SOURCE EXTRACT:
>>

Senate Minority Leader Chuck Schumer said in a July 9 tweet: “Judge Kavanaugh’s own writings make clear that … he would welcome challenges to the constitutionality of the Affordable Care Act.”

Also in a July 9 tweet, Sen. Elizabeth Warren described Kavanaugh as being “hostile to health care for millions.”

What Kavanaugh’s record shows: As an appellate judge on the U.S. Court of Appeals for the District of Columbia Circuit, Kavanaugh issued dissents in two cases that challenged the constitutionality of the Affordable Care Act’s individual mandate, which requires most people to have health insurance or pay a penalty on their tax returns. (The Republican tax law signed in December 2017 eliminated the tax penalty, effective for the 2019 tax year.)

Seven-Sky v. Holder, 2011. The appeals court rejected this challenge to the ACA’s individual mandate. Kavanaugh dissented, but his objection concerned the jurisdiction of the court, not the constitutionality of the health care law.

Kavanaugh wrote that the court shouldn’t have heard the case because the Anti-Injunction Act said a tax must be assessed and collected before a suit against it could be decided. (The individual mandate didn’t go into effect until the 2014 tax year.)

He argued that what the law referred to as “penalties” were to be “assessed and collected in the same manner as taxes.” And he said he would “leave these momentous constitutional issues for another day – a day that may never come.”

Kavanaugh dissent, Seven-Sky v. Holder, 2011: Between now and 2015, Congress might keep the mandate as is and the President may enforce it as is. If that happens, the federal courts would resolve the resulting constitutional case by our best lights and would not shy away from a necessary constitutional decision. But history tells us to cross that bridge only if and when we need to. Unlike the majority opinion, I would adhere to the text of the Anti-Injunction Act and leave these momentous constitutional issues for another day – a day that may never come.

<<

PROMPT 1:
Answer each question from the Kavanaugh text.
(a) On what date did Chuck Schumer and Elizabeth Warren post their tweets?
(b) In what year was Seven-Sky v. Holder decided?
(c) For which tax year did the individual mandate go into effect?
PROMPT 2:
Restate the Kavanaugh text from "Also in a July" to "health care law.", changing "individual mandate" to "coverage requirement" wherever it occurs.
Rely on the Kavanaugh text alone.

DATASET EXCERPTS:
>>

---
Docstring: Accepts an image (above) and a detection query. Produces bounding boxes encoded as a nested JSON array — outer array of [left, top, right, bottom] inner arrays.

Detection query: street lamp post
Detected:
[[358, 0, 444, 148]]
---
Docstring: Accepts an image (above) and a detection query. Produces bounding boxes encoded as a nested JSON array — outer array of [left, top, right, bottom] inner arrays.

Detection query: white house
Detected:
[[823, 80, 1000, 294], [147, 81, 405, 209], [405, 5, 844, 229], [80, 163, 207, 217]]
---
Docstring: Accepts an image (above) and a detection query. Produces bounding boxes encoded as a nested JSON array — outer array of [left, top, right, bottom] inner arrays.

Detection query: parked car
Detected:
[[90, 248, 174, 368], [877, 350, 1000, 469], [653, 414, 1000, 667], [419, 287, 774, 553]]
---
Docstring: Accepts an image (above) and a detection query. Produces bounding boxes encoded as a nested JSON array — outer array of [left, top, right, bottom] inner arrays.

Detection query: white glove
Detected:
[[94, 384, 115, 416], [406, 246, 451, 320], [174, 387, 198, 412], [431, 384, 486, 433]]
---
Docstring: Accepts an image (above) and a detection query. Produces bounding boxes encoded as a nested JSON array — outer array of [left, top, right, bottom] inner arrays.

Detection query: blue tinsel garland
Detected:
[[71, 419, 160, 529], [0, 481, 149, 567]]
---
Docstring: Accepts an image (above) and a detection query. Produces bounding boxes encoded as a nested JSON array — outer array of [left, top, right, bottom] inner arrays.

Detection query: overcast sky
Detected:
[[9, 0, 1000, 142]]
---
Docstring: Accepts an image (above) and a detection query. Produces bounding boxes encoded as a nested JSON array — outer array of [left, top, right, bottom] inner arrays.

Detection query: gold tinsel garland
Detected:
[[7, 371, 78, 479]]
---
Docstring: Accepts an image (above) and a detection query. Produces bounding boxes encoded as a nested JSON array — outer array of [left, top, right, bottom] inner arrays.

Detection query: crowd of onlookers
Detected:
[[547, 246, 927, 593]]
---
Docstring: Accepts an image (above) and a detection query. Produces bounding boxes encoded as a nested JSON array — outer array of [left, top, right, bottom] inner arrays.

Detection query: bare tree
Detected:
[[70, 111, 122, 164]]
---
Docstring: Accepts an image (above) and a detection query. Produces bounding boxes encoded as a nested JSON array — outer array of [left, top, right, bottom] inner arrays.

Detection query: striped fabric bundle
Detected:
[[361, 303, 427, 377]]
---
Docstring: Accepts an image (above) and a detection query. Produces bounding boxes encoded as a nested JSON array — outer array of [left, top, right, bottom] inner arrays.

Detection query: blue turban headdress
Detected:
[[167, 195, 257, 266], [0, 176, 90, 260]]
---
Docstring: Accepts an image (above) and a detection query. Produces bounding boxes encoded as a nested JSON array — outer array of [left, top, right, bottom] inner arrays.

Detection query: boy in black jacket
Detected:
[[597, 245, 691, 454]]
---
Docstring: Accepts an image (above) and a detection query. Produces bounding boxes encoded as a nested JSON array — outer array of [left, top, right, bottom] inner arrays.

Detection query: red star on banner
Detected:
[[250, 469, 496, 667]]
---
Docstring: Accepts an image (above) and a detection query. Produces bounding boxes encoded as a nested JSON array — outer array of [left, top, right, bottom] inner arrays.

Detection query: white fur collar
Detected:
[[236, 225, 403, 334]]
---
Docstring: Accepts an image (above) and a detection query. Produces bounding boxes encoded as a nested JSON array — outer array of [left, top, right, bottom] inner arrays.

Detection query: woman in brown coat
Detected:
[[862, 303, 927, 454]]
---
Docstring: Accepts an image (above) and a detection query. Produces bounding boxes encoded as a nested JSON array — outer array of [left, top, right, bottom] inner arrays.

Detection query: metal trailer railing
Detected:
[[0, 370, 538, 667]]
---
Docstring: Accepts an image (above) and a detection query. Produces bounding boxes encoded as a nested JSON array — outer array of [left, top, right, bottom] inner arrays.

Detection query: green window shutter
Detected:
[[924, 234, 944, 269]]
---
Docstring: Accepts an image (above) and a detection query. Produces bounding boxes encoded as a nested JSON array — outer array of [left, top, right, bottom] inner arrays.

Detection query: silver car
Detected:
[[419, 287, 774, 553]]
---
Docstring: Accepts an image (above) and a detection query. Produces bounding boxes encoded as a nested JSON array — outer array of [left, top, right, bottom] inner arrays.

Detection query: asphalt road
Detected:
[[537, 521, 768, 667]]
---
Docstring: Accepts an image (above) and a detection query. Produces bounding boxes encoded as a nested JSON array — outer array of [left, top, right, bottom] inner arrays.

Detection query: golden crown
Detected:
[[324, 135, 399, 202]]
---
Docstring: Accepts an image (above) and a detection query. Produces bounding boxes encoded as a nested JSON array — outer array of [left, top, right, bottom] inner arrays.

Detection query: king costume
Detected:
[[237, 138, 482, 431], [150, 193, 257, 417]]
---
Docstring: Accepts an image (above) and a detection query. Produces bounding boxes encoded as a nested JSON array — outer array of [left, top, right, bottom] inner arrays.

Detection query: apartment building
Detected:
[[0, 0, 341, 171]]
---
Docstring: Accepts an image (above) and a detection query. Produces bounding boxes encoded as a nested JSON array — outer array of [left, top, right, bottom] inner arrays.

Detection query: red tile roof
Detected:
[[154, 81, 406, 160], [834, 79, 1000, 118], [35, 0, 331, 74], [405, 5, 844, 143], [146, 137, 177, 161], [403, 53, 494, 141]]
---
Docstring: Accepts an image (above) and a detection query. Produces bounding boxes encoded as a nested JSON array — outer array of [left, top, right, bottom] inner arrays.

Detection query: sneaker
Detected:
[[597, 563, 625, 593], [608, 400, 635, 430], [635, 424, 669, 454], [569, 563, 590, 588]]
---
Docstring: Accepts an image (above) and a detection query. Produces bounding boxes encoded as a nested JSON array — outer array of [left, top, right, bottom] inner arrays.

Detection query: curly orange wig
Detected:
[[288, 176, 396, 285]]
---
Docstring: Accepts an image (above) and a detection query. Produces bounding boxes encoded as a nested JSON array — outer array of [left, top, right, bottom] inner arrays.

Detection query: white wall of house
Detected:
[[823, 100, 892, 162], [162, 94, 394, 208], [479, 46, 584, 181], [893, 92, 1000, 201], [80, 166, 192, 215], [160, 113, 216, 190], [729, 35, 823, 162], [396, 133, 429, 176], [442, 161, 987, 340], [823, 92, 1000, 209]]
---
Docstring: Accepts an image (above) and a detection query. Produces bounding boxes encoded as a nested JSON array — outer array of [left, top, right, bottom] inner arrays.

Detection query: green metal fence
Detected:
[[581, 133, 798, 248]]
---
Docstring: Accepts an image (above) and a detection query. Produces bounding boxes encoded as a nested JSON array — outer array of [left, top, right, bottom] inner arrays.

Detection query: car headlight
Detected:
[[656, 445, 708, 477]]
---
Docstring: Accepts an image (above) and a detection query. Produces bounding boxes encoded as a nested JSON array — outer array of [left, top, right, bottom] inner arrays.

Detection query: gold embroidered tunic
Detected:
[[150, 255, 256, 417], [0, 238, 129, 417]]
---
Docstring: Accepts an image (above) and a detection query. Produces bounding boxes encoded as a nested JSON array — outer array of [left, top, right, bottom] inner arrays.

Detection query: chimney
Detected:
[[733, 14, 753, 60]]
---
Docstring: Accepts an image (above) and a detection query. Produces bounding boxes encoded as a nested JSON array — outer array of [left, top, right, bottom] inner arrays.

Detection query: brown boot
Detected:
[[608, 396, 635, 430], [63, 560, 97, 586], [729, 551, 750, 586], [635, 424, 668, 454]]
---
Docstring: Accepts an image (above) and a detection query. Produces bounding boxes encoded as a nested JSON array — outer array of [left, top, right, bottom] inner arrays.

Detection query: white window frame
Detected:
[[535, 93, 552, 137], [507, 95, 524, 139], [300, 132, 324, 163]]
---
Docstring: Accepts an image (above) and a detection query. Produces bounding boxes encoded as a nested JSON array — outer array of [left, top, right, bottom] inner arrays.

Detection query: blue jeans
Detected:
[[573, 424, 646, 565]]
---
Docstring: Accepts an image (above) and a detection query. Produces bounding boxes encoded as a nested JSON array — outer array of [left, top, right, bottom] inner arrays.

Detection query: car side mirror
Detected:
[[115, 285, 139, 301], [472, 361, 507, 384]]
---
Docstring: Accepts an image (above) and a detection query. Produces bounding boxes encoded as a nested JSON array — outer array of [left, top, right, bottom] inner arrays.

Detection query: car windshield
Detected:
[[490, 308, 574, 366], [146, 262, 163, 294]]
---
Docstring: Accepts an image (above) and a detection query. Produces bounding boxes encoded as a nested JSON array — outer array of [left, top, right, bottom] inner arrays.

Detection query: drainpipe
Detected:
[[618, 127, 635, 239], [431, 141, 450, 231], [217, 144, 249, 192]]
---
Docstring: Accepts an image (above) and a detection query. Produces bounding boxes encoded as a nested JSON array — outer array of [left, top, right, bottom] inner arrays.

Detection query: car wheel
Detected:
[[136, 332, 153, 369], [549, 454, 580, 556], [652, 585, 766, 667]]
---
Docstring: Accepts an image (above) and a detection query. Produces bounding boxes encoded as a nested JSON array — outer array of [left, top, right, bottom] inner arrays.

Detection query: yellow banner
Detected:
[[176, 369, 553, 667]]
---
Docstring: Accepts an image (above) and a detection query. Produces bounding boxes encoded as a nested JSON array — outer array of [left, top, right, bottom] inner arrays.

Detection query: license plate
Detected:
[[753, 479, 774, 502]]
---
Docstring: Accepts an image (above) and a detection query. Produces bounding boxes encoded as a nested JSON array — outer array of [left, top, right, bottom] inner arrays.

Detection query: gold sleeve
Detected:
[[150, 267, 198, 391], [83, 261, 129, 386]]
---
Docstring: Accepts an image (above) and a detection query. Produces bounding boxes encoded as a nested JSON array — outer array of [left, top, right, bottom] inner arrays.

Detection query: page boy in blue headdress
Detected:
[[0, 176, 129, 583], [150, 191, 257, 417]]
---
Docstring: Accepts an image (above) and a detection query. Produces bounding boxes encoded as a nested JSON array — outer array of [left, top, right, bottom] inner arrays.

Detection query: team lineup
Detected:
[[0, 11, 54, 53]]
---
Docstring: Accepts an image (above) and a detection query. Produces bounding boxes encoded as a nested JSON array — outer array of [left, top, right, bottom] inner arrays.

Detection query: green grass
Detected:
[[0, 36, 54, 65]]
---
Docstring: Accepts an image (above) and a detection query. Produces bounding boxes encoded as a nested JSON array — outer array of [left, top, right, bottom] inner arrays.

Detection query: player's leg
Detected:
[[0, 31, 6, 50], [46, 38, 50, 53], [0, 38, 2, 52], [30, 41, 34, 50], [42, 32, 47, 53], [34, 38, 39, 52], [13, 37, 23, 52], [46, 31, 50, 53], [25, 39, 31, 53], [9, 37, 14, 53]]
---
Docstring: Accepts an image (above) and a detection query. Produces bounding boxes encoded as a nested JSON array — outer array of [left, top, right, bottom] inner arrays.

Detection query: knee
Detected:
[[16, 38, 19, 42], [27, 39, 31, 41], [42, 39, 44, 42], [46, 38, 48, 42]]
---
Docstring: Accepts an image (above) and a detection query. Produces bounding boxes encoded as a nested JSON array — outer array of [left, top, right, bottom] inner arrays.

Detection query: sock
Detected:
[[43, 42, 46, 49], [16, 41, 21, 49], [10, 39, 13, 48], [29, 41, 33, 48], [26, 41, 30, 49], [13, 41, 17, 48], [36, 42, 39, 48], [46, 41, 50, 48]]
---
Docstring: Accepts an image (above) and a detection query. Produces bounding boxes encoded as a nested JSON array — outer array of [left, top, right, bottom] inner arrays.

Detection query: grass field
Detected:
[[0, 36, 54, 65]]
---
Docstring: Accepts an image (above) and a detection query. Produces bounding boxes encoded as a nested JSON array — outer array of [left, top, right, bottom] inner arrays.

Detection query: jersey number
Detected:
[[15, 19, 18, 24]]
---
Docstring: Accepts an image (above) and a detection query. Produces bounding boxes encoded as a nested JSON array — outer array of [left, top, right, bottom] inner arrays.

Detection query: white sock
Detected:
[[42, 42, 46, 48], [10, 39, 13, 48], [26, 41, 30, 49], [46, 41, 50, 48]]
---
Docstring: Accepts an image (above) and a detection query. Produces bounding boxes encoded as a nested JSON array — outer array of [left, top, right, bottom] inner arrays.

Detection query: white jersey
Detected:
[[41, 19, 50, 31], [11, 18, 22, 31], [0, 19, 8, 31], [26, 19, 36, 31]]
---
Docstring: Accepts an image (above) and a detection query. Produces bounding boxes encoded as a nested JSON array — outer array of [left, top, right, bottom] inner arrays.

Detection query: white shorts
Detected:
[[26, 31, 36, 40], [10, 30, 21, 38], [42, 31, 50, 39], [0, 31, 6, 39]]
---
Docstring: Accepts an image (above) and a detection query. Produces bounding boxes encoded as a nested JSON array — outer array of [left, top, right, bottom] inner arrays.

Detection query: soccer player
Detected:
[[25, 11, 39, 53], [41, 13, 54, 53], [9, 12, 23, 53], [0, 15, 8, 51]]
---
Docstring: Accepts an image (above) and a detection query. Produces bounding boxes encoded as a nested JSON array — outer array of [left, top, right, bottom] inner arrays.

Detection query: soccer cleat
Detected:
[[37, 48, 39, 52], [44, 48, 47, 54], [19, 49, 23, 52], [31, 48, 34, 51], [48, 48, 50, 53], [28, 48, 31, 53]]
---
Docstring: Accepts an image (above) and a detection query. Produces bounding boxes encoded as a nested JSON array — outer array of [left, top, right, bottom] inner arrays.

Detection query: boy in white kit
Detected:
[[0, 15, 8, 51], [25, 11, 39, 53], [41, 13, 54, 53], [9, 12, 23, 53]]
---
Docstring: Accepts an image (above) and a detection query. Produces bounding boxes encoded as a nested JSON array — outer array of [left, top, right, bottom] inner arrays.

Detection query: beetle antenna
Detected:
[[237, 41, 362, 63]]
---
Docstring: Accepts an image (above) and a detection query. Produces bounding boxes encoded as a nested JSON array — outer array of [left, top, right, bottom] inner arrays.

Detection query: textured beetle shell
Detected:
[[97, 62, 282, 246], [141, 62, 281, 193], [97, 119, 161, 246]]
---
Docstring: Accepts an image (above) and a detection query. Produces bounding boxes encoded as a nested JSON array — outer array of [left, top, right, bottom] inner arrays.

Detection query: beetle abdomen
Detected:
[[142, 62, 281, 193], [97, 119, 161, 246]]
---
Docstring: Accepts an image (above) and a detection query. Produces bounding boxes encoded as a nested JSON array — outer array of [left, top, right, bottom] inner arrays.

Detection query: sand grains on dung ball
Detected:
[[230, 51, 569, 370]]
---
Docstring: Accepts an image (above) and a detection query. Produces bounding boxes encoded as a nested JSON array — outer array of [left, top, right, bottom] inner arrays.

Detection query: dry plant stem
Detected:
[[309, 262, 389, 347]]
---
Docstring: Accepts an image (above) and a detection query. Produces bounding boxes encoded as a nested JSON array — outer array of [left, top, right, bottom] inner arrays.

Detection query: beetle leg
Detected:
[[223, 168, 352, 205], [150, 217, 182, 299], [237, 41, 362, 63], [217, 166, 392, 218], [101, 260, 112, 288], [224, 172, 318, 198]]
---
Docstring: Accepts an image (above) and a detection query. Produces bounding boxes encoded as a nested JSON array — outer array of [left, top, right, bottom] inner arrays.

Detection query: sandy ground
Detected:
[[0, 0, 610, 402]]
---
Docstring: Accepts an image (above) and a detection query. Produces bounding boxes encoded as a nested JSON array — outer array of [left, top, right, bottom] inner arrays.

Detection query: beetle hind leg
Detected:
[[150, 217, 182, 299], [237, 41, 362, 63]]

<<

TASK RESULT 1:
(a) July 9
(b) 2011
(c) The 2014 tax year

TASK RESULT 2:
Also in a July 9 tweet, Sen. Elizabeth Warren described Kavanaugh as being “hostile to health care for millions.”

What Kavanaugh’s record shows: As an appellate judge on the U.S. Court of Appeals for the District of Columbia Circuit, Kavanaugh issued dissents in two cases that challenged the constitutionality of the Affordable Care Act’s coverage requirement, which requires most people to have health insurance or pay a penalty on their tax returns. (The Republican tax law signed in December 2017 eliminated the tax penalty, effective for the 2019 tax year.)

Seven-Sky v. Holder, 2011. The appeals court rejected this challenge to the ACA’s coverage requirement. Kavanaugh dissented, but his objection concerned the jurisdiction of the court, not the constitutionality of the health care law.